• **Entries from a pointing dataset**:
::::::::::

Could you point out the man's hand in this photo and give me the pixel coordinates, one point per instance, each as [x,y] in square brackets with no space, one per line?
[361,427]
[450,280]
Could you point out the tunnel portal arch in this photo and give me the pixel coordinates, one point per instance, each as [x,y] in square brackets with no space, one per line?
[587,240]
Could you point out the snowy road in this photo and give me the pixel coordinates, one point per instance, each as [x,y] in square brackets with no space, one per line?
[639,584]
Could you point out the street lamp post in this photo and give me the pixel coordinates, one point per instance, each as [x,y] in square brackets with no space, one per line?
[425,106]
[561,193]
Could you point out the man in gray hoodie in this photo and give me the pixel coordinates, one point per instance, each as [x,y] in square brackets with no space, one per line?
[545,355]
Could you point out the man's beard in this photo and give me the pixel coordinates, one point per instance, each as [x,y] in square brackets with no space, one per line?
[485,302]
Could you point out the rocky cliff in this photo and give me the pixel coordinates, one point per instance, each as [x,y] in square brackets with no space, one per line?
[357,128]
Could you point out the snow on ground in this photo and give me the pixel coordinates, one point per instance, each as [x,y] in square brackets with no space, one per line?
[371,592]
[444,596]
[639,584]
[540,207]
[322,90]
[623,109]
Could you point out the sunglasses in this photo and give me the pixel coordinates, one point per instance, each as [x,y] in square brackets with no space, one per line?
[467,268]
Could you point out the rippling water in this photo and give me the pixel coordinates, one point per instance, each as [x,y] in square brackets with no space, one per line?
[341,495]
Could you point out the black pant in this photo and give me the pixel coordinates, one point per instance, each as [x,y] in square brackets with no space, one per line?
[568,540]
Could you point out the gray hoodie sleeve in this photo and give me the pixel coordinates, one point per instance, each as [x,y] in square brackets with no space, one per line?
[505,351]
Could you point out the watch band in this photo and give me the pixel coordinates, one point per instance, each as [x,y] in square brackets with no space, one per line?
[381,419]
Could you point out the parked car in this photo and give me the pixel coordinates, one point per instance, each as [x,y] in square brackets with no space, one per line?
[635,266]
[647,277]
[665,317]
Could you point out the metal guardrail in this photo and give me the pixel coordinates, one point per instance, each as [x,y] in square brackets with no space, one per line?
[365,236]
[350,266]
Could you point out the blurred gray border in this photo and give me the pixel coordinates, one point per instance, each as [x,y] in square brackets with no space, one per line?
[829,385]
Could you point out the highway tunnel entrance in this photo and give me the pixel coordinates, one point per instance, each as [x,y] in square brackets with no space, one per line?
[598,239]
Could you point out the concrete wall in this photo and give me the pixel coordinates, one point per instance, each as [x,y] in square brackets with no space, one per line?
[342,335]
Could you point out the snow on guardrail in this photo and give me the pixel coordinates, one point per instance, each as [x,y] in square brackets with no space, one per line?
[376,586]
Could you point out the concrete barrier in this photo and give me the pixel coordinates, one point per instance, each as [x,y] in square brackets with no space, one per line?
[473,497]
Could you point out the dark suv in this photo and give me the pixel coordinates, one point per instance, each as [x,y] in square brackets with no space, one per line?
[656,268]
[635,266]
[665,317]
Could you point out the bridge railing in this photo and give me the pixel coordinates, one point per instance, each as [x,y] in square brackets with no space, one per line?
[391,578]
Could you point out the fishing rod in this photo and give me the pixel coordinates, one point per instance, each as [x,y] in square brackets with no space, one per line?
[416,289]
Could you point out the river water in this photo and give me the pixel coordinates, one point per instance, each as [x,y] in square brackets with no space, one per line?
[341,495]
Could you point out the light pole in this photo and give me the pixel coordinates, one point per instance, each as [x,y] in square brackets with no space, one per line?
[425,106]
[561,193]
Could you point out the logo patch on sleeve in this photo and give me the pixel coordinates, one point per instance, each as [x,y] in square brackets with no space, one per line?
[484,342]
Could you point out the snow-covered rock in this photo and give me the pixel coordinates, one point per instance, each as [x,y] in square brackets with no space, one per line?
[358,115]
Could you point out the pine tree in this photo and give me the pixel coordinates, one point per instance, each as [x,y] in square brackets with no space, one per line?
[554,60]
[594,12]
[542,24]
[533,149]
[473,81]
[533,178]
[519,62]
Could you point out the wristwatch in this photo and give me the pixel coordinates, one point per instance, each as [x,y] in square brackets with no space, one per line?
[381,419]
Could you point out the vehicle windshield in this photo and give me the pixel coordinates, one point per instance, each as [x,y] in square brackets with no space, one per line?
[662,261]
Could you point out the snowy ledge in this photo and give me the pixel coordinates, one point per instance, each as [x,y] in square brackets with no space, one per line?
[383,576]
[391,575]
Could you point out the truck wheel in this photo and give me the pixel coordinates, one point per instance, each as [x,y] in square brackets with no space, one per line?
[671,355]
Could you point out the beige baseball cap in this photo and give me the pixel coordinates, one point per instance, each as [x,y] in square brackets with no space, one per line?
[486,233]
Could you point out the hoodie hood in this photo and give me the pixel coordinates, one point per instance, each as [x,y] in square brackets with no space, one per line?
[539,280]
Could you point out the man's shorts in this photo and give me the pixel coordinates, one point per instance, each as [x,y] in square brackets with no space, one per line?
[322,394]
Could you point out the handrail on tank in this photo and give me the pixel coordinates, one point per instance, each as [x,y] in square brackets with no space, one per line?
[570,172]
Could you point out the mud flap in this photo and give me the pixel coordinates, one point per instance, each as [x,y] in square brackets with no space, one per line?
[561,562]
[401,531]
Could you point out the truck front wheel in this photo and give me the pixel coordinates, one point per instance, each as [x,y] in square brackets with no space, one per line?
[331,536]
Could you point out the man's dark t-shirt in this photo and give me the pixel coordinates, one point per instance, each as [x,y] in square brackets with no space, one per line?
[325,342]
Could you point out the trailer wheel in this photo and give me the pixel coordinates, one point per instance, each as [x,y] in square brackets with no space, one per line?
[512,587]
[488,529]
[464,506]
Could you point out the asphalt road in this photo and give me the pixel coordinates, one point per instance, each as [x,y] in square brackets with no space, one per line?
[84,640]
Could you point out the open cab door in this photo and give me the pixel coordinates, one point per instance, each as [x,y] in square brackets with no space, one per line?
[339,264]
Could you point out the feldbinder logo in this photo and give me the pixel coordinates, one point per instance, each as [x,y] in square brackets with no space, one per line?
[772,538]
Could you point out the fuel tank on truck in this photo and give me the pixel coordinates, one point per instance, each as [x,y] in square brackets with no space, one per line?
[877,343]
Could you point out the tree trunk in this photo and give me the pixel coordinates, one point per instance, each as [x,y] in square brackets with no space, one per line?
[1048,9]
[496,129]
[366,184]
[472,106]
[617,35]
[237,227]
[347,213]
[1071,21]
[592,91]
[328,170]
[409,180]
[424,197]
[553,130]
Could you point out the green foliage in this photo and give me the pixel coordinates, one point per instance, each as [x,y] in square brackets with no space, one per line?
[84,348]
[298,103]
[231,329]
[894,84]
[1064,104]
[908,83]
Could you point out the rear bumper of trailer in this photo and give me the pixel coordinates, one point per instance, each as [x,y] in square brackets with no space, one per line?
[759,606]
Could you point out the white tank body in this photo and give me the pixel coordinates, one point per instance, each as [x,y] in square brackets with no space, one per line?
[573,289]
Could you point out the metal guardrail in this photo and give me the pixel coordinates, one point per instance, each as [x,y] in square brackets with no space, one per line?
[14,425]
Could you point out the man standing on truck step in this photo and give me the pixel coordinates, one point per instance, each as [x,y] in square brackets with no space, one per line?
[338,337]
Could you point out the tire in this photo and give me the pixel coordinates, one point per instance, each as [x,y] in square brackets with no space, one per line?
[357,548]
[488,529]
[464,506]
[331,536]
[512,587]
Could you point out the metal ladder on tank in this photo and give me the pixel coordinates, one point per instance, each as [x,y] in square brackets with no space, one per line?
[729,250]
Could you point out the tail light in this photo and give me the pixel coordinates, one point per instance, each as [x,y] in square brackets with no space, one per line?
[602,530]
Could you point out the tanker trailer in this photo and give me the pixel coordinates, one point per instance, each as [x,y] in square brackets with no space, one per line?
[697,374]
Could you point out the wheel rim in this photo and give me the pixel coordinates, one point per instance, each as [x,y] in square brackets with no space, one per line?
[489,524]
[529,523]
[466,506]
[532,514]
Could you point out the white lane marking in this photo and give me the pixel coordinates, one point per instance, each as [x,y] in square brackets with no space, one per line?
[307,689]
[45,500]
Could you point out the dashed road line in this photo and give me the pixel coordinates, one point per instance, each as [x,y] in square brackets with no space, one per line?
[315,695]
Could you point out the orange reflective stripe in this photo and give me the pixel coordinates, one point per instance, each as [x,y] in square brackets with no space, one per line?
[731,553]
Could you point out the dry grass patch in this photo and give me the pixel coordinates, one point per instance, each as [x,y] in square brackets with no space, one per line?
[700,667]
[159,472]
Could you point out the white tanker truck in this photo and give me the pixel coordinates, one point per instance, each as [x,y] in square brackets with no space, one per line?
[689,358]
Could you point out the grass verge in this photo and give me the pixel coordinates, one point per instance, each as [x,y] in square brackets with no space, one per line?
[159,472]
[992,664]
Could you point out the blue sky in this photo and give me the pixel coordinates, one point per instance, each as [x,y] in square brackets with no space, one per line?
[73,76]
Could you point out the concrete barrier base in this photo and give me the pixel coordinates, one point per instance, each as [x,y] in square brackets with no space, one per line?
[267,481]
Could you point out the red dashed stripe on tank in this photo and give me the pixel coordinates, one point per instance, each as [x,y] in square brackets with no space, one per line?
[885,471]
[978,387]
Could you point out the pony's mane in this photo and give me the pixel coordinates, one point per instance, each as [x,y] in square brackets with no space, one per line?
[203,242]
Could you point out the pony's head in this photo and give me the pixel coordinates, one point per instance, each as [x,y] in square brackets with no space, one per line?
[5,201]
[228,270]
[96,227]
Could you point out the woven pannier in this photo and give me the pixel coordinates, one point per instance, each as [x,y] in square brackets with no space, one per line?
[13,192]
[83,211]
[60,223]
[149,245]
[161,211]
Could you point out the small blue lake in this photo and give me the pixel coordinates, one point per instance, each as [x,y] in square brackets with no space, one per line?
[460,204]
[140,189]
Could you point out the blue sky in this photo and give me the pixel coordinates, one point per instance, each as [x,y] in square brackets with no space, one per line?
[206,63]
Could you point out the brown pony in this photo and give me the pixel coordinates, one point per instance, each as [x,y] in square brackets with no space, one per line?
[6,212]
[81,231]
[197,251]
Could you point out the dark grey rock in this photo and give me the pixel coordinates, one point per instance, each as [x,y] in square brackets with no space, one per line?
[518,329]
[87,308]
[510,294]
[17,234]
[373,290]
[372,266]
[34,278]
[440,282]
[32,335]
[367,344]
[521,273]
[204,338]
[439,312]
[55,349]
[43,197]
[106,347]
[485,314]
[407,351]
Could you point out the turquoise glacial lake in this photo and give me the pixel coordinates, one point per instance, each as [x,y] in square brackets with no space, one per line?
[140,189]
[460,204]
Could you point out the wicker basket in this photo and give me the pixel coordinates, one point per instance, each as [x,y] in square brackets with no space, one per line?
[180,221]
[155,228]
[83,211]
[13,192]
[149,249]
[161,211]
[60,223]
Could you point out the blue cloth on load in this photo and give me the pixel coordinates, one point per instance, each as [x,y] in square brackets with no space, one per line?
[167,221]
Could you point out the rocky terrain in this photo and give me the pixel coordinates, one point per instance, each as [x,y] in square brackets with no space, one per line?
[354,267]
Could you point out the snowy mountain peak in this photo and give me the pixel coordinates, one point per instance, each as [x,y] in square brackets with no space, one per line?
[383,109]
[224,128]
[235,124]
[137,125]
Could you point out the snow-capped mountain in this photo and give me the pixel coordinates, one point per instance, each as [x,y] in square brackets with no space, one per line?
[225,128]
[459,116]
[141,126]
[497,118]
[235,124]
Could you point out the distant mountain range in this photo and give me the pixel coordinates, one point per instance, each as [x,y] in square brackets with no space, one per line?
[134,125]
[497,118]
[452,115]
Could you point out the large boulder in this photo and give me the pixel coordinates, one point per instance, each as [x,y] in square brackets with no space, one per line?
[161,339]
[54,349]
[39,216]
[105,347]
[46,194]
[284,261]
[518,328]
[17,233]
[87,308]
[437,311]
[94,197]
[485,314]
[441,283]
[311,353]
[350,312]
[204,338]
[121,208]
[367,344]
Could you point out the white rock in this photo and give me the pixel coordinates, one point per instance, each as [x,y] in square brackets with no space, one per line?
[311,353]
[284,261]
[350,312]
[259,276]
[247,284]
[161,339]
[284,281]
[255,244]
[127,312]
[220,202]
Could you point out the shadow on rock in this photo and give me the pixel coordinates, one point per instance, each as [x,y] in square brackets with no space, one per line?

::::::::::

• **Prompt**: Return precisely the lines of the records, starting with the line that holds "Could you point out the rocky terrain" and ending with the last one.

• **Reply to the task**:
Could you point out the rocky terrain in this photo and give me the pixel coordinates, one point per instance, each as [x,y] in square brackets with no space, one per line?
[354,267]
Could you point out the snowy mountain peak in this photo and give me the pixel coordinates, one point per instance, each as [x,y] in square brackets with no space, one per line?
[383,109]
[224,128]
[235,124]
[137,125]
Could you point out the snow-capped mountain in this photo and give me the pixel coordinates, one point per instance, each as [x,y] in square brackets with no space, one per line?
[225,128]
[459,116]
[141,126]
[497,118]
[235,124]
Could you point out the distant mountain range in this photo and give me the pixel coordinates, one point per instance, each as [x,y] in square brackets with no space, one per line?
[134,125]
[497,118]
[452,115]
Could you point out the large boulder in this photo and give me the pixel coordinates, one point per instance, each as [x,y] in square brackets with no space, one per line?
[161,339]
[54,349]
[39,216]
[105,347]
[46,194]
[284,261]
[518,328]
[17,233]
[87,308]
[437,311]
[94,197]
[485,314]
[441,283]
[311,353]
[350,312]
[204,338]
[121,208]
[367,344]
Could you point out the white rock in this photo and give me the pixel coordinates, one point per instance, each as [x,y] in square brackets with no space, one per line?
[311,353]
[284,261]
[350,312]
[259,276]
[247,284]
[161,339]
[284,281]
[255,244]
[127,312]
[220,202]
Could you point out the shadow on rock in this photo and give me the pixel coordinates, one point per instance, each as [x,y] in square brackets with no space, one per line?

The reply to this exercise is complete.